Given task 1: Retype the records starting at the line that contains "Target = locomotive windshield" and ending at the final line of the records.

Source text:

++++++++++++++++++++

Monday, 2 July 2012

When Statistics Met Poohsticks

This blog follows a slightly different format to previous entries. Rather than review an interesting psychology study I offer something a little different, but still strongly themed by my day job of doing psychology research…

Chapter 6 of AA Milne’s “The House at Pooh Corner” introduces the now famous game of Poohsticks. The story goes that Winnie the Pooh invents the game after accidentally dropping a pine cone off a bridge into a flowing river. Having chanced upon the observation that a cone dropped over one side of the bridge will be carried by the current of the water passing beneath to the other side of the bridge, Pooh’s first thought is whether this might be what scientists would call a replicable phenomenon, or in everyday speak, something that can be repeated. He says: “That’s funny… I dropped it on the other side… and it came out on this side! I wonder if it would do it again?”. For a character based on a soft toy, Pooh bear has a remarkably scientific outlook on life!

He tries this several times and then by and by develops the game into a race by dropping two cones at once and trying to guess which will emerge on the other side of the bridge first as the race winner. When it was time to leave to go home for tea Pooh had won, by guessing the first cone correctly, 36 times, but lost 28 times. Milne suggests that this means that Pooh was – well, actually, the narrative stops short of making any kind of judgement as to Pooh’s predictive abilities. Milne explains it by saying that Pooh was: “well, you take twenty-eight from thirty-six, and that’s what he was”.

I was reading this story to my daughter at bedtime, and upon seeing this set of scores, the psychologist-statistician in me rather came to the fore. There is a statistical test of whether that distribution of scores – 36 correct and 28 incorrect – is likely to be due to chance, or not. If performance were at chance level, then this would suggest that Pooh was really only guessing which cone emerged from under the bridge first. The alternative possibility is that this number of correct predictions would be unlikely to be due to chance. In that case one could argue that Winnie the Pooh was applying some logic or skill of judgement in order to make consistently correct, above chance level predictions on the outcomes of Poohstick races. So, the first thing I did this morning was run the test and see!

++++++++++++++++++++

Supplied information:
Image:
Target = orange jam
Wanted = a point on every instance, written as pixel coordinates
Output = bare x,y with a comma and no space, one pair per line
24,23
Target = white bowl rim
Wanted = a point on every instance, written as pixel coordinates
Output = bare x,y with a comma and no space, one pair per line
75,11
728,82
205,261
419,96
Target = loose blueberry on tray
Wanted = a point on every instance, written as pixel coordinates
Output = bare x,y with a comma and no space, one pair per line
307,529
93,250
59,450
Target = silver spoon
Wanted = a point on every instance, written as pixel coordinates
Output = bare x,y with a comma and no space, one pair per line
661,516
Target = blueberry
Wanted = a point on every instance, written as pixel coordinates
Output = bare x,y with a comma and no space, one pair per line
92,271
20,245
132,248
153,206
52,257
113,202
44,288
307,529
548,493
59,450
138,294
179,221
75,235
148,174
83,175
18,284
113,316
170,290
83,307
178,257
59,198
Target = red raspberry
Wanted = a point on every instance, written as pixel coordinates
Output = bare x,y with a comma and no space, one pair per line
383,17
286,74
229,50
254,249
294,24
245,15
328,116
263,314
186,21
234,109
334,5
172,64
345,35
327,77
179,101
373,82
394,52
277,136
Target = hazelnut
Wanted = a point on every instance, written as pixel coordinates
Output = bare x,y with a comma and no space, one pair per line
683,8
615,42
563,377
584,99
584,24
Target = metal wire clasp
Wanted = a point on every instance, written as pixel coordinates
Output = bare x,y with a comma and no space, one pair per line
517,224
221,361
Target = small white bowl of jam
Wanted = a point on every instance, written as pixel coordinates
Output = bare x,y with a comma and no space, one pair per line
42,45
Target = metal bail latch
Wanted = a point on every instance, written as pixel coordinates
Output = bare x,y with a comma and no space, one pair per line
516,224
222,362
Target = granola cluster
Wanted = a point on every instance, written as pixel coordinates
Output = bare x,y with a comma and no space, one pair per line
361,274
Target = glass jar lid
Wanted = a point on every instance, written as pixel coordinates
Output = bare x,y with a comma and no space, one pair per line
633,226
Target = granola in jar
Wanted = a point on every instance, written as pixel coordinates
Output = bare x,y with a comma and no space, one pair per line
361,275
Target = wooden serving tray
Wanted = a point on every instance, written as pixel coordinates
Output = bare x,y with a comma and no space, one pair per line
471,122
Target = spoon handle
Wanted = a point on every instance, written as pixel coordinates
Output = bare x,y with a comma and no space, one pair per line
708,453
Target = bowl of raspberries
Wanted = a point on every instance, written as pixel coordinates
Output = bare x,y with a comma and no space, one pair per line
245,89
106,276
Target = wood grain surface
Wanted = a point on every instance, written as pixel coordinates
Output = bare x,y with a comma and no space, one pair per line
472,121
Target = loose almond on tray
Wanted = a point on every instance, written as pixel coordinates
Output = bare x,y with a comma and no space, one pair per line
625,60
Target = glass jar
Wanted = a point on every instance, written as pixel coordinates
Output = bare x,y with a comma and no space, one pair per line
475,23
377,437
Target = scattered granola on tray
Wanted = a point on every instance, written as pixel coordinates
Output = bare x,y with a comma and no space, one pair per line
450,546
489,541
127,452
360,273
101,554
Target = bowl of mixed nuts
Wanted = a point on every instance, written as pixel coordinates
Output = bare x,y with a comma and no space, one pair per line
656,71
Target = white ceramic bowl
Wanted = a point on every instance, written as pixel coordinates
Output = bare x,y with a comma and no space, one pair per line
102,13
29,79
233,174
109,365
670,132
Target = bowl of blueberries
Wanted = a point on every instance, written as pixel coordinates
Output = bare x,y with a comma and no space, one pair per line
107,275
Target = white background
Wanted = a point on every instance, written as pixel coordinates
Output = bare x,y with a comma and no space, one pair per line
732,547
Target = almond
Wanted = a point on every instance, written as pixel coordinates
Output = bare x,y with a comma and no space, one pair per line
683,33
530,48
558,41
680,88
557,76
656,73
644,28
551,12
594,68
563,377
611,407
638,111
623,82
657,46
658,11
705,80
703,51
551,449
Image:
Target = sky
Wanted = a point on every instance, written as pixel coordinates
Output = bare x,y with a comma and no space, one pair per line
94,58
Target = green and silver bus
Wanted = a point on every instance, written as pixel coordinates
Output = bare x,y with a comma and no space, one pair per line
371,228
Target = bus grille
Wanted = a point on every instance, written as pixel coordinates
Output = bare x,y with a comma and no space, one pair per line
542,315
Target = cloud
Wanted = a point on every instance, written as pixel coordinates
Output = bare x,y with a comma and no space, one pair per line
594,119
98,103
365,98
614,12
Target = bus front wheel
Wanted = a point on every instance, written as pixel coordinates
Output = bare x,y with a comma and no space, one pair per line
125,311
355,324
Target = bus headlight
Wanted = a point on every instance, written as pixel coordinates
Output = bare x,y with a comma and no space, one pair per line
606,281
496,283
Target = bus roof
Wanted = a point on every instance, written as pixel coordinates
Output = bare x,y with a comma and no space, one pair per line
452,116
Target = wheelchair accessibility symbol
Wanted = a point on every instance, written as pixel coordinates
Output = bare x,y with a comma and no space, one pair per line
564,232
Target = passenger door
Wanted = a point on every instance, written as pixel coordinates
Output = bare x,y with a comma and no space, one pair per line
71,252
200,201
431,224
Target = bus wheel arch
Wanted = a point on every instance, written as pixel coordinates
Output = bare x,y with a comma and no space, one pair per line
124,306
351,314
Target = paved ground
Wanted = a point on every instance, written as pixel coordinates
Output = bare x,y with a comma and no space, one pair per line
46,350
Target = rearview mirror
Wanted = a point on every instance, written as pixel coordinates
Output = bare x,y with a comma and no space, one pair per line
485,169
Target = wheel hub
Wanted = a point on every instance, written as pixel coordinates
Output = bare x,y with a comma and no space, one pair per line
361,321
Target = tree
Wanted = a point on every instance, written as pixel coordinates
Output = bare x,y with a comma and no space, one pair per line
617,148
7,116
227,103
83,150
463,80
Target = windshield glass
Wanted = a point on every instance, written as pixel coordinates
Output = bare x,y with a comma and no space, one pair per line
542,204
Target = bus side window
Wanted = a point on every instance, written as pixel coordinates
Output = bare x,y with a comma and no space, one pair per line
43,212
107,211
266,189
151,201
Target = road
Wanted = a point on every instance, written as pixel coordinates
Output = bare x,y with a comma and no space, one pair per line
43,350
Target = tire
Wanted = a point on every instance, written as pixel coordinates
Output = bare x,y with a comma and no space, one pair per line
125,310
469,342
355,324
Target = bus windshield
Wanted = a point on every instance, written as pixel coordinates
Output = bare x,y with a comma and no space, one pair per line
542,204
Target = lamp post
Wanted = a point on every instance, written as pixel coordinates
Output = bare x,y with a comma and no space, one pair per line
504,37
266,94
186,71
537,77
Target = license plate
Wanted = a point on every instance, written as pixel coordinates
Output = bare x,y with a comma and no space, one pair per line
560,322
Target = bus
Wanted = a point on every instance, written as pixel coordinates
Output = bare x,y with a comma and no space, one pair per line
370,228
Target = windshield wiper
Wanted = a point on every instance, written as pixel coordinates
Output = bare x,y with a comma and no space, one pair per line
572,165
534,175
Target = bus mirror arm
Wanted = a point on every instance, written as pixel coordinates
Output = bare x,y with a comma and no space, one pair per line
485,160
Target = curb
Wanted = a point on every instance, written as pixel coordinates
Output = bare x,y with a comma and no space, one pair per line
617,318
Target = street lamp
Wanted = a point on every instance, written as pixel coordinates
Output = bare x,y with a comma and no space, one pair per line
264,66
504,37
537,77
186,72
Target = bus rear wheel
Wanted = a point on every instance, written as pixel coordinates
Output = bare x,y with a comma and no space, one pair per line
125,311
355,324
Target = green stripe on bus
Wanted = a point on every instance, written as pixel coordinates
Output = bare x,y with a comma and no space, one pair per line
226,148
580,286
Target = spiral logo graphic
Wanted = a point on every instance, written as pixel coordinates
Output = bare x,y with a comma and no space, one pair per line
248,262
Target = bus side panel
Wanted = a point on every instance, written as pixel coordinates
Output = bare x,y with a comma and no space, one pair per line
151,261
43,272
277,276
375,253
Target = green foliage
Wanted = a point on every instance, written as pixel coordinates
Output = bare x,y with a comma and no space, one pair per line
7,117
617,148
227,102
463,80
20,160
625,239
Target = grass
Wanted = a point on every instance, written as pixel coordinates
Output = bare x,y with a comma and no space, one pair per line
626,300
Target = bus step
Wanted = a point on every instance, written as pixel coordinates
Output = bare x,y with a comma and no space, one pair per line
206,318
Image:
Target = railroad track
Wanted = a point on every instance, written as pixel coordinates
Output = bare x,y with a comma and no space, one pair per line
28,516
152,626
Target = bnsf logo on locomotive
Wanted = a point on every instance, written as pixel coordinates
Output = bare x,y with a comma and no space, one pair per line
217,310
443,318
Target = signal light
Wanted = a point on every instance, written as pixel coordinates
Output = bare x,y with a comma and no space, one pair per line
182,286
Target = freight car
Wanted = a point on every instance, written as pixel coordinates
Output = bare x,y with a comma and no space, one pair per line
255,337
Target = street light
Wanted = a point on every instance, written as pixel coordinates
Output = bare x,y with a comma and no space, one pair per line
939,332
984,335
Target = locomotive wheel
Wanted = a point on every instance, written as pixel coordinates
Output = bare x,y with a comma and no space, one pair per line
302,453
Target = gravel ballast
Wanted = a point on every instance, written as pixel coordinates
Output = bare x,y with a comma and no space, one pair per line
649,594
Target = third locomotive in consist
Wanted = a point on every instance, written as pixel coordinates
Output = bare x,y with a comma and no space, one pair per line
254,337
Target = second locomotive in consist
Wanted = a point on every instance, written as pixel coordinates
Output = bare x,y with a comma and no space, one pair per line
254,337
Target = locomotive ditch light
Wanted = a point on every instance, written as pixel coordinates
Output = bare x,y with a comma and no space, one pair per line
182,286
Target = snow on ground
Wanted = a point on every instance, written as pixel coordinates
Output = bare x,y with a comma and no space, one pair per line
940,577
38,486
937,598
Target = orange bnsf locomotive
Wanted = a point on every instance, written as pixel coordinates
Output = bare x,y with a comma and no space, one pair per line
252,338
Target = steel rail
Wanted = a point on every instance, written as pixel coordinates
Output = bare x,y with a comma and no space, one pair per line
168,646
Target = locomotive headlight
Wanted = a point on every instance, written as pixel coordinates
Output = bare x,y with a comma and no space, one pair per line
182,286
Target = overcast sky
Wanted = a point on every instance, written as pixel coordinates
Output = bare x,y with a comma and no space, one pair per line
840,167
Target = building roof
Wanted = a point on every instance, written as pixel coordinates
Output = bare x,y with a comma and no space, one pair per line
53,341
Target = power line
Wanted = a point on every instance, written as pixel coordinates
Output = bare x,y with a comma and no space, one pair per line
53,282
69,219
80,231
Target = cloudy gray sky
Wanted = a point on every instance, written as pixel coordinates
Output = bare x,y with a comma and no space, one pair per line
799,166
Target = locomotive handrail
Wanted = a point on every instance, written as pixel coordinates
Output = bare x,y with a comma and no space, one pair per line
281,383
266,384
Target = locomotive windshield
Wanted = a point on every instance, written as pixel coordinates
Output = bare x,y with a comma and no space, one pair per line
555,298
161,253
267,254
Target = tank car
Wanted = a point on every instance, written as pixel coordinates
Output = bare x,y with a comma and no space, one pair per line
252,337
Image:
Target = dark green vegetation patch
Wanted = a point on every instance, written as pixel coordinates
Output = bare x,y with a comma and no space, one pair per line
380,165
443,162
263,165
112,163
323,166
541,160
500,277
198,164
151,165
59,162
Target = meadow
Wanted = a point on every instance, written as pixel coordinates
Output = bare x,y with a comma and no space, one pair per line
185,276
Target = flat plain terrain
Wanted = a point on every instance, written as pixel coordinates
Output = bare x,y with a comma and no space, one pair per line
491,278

++++++++++++++++++++

Given task 2: List every number written in digits in the Poohsticks blog post above.

Exercise answer 1:
Target = locomotive windshield
Wanted = a point on every instance, written as pixel coordinates
Output = bare x,y with a comma and no space, one pair per line
555,298
161,253
267,254
Target = tank car
Wanted = a point on every instance, written as pixel coordinates
Output = bare x,y with a comma and no space, one pair per line
252,337
Image:
Target = dark green vegetation patch
Wanted = a point on every instance, written as pixel coordinates
Output = bare x,y with a comma and no space, one pair per line
380,165
443,162
263,165
112,163
323,166
541,160
500,277
198,164
151,165
59,162
Target = meadow
Wanted = a point on every instance, written as pixel coordinates
Output = bare x,y with a comma and no space, one pair per line
185,276
Target = flat plain terrain
Wanted = a point on every instance, written as pixel coordinates
Output = bare x,y with a comma and no space, one pair per line
491,278

Exercise answer 2: 2, 2012, 6, 36, 28